Task:
Return the listing below in full, with every line exactly as it is.

Given records:
----

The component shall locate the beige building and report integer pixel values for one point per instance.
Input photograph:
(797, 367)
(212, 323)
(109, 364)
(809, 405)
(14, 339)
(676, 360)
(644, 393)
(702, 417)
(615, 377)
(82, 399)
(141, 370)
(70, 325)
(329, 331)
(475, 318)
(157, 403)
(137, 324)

----

Worked answer:
The component shall locate the beige building and report integer pixel values for one point per instance.
Input photograph:
(797, 367)
(212, 323)
(109, 364)
(809, 405)
(14, 339)
(676, 360)
(644, 393)
(702, 417)
(615, 377)
(82, 399)
(141, 370)
(70, 325)
(329, 331)
(475, 318)
(157, 403)
(137, 324)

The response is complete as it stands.